▶ [Task directions]
Pull out every line in the records below that contains the word "city", matching its capitalization exactly.

▶ [Supplied records]

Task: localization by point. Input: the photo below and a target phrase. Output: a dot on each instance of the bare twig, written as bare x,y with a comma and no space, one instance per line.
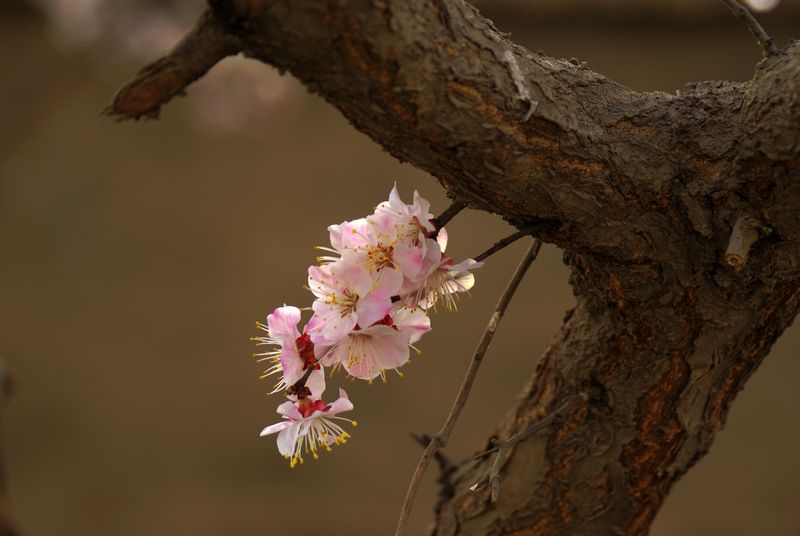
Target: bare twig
439,440
510,239
746,232
753,25
442,219
6,389
447,468
199,50
502,446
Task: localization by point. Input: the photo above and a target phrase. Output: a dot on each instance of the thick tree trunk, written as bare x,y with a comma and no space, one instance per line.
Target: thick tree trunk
679,216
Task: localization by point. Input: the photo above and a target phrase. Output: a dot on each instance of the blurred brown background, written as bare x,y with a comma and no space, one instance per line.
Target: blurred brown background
136,258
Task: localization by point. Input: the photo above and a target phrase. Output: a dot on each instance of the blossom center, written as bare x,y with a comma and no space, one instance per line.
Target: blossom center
380,256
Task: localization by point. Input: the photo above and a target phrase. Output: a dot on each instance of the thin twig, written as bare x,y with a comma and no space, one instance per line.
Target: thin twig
753,25
6,388
510,239
442,219
446,465
439,440
502,446
201,48
447,468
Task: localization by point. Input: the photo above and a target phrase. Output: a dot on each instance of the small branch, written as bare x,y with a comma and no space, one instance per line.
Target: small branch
199,50
755,28
447,468
510,239
746,232
6,389
446,465
502,446
439,440
442,219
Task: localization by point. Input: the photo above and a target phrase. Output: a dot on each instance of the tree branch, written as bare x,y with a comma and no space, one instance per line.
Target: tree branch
439,440
199,50
755,28
645,187
502,446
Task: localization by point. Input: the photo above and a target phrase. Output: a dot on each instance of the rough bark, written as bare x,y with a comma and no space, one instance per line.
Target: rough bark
642,191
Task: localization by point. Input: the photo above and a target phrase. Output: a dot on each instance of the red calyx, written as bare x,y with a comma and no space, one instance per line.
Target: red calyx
306,350
307,407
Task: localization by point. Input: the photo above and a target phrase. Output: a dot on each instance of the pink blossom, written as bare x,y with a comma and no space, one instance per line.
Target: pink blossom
443,283
407,224
290,353
346,295
369,352
308,425
380,253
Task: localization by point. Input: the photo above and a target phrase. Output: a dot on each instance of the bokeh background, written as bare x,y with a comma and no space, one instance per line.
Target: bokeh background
135,259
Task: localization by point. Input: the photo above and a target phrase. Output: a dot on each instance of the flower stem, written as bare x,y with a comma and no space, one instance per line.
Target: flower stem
450,213
439,440
510,239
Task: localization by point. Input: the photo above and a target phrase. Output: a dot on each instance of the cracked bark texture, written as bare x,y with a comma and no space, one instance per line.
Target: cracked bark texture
643,191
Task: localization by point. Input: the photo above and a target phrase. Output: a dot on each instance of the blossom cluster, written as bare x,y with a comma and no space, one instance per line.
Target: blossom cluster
373,290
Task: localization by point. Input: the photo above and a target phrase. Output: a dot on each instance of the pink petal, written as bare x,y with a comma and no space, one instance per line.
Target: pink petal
341,404
441,239
277,427
414,322
330,325
316,383
371,308
287,439
409,259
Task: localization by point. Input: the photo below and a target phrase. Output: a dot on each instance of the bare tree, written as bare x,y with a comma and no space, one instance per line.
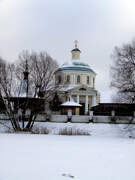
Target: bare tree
37,72
123,73
41,68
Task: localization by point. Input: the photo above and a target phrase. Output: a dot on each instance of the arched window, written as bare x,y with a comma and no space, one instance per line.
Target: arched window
93,82
59,79
88,79
68,78
78,79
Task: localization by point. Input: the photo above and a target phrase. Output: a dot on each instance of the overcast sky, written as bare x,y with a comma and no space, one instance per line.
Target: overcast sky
53,25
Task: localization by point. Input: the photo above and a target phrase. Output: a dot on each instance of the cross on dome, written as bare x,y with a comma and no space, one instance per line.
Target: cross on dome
76,42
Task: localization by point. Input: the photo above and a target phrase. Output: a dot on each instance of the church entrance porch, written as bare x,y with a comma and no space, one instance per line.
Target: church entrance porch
82,109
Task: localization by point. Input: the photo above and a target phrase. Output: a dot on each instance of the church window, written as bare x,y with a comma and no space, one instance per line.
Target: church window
59,79
78,79
82,89
68,78
88,79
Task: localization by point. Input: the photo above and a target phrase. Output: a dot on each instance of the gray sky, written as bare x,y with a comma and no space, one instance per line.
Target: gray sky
53,25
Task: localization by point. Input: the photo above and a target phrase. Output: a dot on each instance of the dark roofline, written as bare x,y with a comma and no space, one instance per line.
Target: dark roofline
76,49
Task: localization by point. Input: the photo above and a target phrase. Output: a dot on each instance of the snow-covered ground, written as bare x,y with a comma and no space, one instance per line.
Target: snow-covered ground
107,154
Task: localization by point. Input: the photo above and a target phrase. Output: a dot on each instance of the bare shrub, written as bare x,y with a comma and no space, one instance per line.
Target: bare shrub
37,130
73,132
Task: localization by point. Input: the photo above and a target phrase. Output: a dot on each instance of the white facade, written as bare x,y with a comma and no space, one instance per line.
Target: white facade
77,80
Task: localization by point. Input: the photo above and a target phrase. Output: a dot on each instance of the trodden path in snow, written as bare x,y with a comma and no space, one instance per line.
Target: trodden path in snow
51,157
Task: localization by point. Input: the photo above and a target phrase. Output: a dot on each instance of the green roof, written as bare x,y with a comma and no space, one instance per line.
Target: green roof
76,69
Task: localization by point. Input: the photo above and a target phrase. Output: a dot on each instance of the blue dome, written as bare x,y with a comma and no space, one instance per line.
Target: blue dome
75,65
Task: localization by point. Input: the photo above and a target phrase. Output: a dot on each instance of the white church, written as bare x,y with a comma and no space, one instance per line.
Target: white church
76,80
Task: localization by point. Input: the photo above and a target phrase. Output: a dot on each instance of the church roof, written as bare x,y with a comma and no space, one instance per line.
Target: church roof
76,49
76,65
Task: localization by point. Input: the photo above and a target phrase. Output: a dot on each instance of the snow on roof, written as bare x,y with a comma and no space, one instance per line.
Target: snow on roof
71,103
73,63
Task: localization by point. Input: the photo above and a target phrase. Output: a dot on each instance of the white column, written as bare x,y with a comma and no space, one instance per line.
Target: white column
86,104
78,98
94,101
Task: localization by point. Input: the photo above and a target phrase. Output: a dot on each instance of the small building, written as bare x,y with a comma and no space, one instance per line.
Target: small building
70,106
120,109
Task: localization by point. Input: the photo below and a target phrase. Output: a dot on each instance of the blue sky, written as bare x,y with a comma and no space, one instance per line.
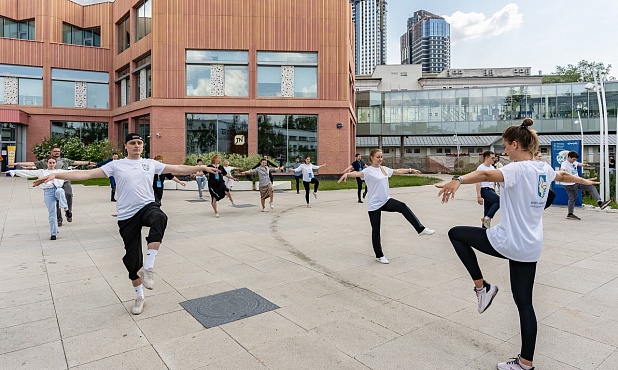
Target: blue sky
537,33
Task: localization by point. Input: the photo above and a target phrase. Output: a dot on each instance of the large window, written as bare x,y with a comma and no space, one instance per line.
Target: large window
81,36
124,34
287,74
225,133
22,84
87,132
143,24
23,30
286,137
143,77
217,73
80,89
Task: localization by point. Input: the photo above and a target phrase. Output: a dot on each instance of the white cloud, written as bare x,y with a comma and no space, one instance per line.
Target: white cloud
469,26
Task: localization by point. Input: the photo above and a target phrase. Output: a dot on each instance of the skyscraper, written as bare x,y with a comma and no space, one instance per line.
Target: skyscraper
369,17
427,41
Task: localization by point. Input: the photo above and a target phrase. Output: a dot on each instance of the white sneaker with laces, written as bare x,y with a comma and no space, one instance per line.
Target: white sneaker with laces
382,260
485,296
514,364
147,278
138,306
427,231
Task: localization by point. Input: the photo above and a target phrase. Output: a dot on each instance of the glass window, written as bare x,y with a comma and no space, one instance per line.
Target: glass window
97,96
201,64
144,19
87,132
225,133
30,91
124,34
63,94
288,136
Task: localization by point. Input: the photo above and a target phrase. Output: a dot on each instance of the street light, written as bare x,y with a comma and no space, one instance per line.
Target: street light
598,87
581,130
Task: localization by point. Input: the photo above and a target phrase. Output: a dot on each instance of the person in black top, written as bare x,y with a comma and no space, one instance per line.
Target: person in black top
216,184
358,165
269,164
157,182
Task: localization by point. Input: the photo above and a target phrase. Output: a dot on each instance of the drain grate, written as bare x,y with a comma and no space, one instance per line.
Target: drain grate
226,307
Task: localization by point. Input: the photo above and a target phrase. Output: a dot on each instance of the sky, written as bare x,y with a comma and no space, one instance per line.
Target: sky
540,34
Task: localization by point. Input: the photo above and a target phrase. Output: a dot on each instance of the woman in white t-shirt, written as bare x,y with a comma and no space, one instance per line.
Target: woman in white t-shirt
519,235
376,177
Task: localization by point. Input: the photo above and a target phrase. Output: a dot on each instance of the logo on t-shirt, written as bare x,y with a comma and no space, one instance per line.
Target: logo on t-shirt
542,185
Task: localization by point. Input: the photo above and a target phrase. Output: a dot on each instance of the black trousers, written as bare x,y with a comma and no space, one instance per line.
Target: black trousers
375,218
522,274
306,184
359,183
131,232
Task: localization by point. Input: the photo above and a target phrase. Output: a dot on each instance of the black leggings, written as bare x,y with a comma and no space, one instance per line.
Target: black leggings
131,232
464,238
359,183
375,218
316,183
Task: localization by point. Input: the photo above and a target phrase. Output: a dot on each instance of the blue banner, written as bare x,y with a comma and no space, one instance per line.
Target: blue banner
559,153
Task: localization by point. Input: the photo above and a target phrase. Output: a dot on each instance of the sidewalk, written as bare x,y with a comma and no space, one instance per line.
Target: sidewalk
64,303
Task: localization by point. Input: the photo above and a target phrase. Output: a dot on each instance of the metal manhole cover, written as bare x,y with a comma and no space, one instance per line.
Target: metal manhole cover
226,307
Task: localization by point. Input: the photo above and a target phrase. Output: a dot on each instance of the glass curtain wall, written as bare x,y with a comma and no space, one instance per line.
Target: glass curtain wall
224,133
286,137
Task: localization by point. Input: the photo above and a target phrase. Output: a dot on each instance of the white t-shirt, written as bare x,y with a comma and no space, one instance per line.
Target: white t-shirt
307,170
485,184
378,192
134,183
570,168
519,235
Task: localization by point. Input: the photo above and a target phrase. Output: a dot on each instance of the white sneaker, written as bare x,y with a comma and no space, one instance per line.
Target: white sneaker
427,231
514,364
147,278
138,306
382,260
485,296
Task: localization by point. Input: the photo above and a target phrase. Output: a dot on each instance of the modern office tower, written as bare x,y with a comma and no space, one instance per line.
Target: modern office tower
369,17
427,41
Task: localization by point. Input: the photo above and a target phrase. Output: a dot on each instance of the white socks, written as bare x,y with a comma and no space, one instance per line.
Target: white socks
151,254
139,291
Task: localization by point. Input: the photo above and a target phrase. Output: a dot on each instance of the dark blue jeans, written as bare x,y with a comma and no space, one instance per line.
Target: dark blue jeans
491,202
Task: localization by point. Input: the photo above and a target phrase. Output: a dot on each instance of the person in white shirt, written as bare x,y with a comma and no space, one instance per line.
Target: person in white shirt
309,178
570,166
519,235
136,208
485,193
52,192
376,176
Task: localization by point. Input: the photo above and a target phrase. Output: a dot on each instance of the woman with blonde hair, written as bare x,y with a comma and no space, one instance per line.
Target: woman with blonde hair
378,199
519,235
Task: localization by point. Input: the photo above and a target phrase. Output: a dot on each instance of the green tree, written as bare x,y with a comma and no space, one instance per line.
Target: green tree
581,72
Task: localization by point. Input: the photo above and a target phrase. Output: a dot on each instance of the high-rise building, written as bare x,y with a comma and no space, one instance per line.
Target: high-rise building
427,41
369,17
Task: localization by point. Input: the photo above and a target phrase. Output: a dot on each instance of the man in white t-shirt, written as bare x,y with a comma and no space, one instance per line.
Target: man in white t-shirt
570,166
136,208
485,193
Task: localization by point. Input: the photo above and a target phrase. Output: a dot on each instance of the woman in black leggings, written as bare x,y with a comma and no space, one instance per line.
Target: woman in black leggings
524,185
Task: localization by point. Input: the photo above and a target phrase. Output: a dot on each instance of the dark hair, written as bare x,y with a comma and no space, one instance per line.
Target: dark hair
526,137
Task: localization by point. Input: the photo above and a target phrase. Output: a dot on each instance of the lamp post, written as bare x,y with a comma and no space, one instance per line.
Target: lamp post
581,131
603,132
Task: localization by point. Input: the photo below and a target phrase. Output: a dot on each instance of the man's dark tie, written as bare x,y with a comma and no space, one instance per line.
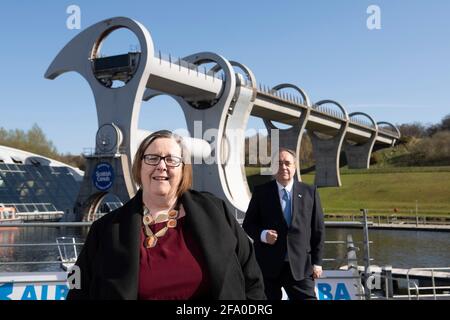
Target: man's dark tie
287,207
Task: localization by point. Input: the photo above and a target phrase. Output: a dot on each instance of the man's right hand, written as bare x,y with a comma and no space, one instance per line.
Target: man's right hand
271,236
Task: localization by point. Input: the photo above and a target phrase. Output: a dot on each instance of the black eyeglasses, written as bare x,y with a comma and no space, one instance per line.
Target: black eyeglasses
154,159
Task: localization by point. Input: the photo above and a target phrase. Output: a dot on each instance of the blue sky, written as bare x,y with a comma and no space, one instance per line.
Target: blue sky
400,73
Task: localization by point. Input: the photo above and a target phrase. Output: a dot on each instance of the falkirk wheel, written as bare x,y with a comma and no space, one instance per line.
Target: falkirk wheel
217,102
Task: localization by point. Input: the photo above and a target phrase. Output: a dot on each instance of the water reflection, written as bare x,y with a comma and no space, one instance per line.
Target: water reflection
399,248
34,253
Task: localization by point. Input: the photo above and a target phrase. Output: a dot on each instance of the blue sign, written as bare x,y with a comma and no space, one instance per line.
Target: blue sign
103,176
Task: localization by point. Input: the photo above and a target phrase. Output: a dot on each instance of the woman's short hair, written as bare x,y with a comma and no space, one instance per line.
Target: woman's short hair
186,178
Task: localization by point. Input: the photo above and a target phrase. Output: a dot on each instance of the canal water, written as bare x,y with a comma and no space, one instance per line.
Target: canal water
399,248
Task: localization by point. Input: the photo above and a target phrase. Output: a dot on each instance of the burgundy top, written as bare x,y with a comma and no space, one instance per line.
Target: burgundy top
173,269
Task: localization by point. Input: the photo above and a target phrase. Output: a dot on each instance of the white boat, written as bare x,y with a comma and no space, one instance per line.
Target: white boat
8,215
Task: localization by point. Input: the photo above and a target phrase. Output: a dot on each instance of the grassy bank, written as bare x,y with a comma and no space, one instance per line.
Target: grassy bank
383,190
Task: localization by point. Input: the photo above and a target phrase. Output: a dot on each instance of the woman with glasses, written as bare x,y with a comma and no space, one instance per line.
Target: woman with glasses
168,242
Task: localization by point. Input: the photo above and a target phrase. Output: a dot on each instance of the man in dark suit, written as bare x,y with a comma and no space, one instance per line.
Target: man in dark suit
285,221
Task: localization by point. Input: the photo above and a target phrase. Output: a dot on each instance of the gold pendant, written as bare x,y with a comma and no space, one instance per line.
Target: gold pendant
147,219
171,223
173,214
151,241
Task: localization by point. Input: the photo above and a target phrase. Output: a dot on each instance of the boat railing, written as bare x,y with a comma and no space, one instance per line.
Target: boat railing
68,247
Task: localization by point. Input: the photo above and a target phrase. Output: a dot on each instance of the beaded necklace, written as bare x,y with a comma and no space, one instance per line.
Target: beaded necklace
152,238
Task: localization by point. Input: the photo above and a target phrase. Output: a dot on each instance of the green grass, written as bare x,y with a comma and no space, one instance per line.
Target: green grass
381,190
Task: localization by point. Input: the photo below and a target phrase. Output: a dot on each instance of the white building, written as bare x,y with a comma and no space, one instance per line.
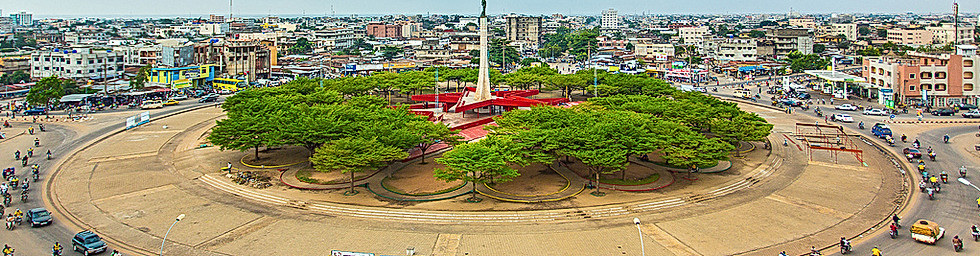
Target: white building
693,35
24,19
610,20
77,63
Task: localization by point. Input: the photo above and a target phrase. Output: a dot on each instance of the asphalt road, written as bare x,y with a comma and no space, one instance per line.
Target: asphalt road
954,209
61,141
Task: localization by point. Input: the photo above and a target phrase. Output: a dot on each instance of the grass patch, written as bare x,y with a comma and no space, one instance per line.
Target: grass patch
649,179
384,185
304,176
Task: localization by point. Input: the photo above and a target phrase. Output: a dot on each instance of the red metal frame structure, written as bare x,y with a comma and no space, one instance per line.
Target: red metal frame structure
827,137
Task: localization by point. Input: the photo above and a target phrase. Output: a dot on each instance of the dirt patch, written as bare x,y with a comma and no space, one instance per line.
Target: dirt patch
277,156
535,179
416,178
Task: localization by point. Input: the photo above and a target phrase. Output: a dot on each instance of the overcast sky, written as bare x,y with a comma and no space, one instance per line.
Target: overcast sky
49,8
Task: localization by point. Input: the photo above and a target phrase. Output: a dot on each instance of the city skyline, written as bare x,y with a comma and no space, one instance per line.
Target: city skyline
96,8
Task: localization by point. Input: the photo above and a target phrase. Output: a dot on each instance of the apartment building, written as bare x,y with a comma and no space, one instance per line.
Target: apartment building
524,29
909,36
77,63
937,80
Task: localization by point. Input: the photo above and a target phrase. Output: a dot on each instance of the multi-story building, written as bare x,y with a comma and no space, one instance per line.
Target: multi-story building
78,63
647,48
849,30
909,36
23,19
11,64
945,33
692,35
731,49
788,40
381,30
937,80
249,59
334,38
610,20
524,29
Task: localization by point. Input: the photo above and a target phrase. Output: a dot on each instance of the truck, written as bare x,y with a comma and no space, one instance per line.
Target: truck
881,130
926,231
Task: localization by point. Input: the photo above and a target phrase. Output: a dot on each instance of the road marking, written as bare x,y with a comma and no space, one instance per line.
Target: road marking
446,245
669,242
136,193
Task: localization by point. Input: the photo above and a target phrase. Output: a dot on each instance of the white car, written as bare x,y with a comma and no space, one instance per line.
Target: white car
847,107
875,112
842,118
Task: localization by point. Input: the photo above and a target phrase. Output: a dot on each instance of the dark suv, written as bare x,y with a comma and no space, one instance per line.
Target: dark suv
88,243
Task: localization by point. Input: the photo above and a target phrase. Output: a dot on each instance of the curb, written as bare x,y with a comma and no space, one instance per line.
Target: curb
59,209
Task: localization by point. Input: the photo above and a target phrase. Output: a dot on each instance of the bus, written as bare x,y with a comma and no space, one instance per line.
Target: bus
230,84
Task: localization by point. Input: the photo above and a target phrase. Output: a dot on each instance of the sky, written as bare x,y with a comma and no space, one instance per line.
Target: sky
193,8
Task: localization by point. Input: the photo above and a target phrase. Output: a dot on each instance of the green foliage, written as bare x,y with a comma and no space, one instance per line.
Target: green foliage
353,155
142,76
48,91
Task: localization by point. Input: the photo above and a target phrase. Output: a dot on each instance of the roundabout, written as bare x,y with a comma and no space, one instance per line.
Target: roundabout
127,186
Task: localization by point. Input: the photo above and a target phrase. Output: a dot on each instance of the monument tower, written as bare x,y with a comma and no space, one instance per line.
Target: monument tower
483,81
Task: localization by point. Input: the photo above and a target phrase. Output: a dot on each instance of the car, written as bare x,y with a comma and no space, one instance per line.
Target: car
842,118
847,107
152,104
208,98
972,114
967,106
875,112
943,112
88,243
38,217
35,111
911,151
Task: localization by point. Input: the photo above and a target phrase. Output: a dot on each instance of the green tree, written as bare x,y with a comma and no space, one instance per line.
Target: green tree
354,155
142,76
429,134
302,46
47,91
480,162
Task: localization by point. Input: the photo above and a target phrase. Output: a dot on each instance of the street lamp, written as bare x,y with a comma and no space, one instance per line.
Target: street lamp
636,221
179,217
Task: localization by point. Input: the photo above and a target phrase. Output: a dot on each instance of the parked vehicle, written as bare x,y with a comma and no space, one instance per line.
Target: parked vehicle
972,114
875,112
943,112
35,111
88,243
881,130
911,151
847,107
38,217
842,118
152,104
926,231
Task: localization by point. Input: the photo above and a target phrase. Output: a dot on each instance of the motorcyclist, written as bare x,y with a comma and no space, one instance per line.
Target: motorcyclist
56,249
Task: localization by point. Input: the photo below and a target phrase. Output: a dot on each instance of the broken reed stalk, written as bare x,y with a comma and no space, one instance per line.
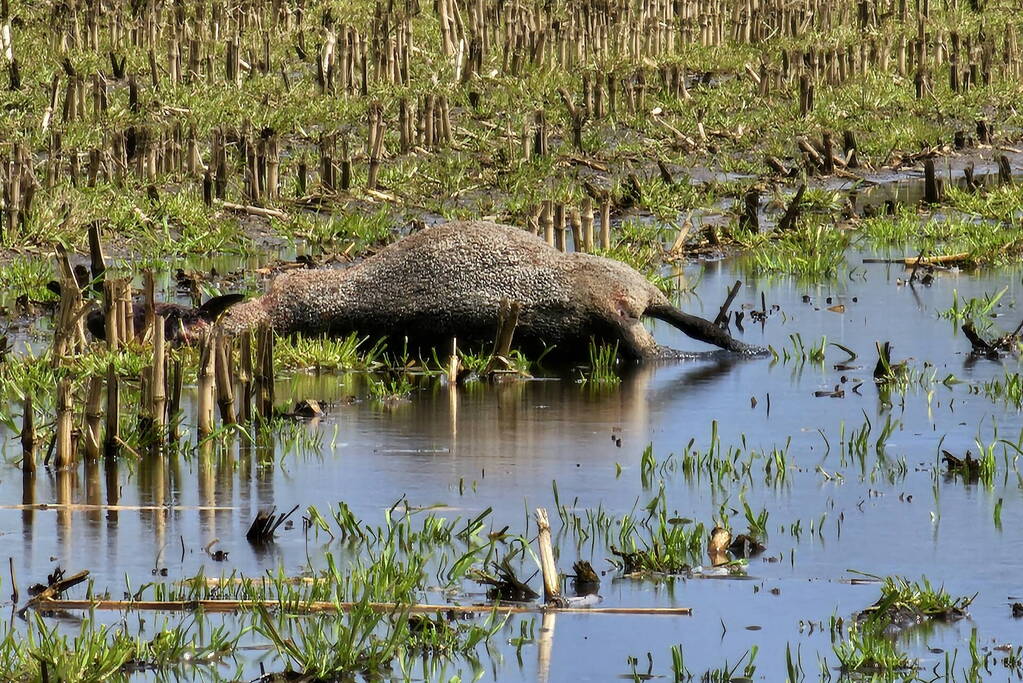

▶ [Task result]
Task: localization by point. Input: the photo above and a target phrase. Output: a dot on each instance of the city skyline, written as bare x,y with a comma and no space, one instance per line.
Target: city skyline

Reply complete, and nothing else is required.